Provided entries Start Marker

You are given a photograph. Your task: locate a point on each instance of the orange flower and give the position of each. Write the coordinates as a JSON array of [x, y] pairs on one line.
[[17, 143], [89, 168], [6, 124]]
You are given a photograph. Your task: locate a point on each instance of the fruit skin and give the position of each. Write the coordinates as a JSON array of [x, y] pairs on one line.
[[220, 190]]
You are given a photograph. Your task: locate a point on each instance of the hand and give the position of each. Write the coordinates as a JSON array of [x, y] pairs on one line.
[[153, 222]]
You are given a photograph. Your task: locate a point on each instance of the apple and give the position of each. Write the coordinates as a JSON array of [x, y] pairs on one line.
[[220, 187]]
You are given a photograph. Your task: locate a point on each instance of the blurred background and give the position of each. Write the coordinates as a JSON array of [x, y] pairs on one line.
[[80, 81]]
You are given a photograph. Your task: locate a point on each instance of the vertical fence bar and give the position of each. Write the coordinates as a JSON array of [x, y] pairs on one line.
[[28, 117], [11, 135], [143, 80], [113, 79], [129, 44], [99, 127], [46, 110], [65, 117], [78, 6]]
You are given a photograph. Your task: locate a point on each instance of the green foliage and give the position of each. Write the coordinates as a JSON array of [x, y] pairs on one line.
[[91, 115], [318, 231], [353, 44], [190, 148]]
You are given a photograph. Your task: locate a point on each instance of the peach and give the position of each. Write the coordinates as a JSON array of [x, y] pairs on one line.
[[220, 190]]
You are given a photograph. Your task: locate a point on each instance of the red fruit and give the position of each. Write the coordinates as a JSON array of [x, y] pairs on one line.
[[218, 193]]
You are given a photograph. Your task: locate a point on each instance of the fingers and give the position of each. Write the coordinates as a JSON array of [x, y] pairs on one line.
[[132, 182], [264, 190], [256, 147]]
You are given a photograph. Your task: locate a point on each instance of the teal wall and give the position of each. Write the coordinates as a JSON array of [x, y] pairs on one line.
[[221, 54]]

Provided entries End Marker

The task
The lines from the one containing "of the green" to the final line of the listing above must be set down exactly, both included.

Output for this task
You are given a photograph. Your task: locate a point on each instance of the green foliage and give the position of each. Write the coordinates as a JSON array of [x, y] pairs on one line.
[[91, 115], [318, 231], [353, 44], [190, 148]]
You are given a photograph. Your task: locate a point on each instance of the peach and give the position of each. Write the coordinates as a JSON array of [x, y] pairs on one line.
[[220, 190]]
You are given a photograph. Your task: locate a point on each instance of the red fruit and give the position of each. Write the coordinates as a JSON array of [x, y] pairs on one line.
[[218, 193]]
You are given a photograph. Your task: locate a point on each instance of the fingers and give the position of each. Write the coordinates as a JSON array of [x, y] pairs on one line.
[[132, 182], [264, 190], [256, 147]]
You are given a photograph. Your task: locate a point on each instance of the teal wall and give the position of each. Write the coordinates as a JSON array of [x, y] pairs on one line.
[[221, 54]]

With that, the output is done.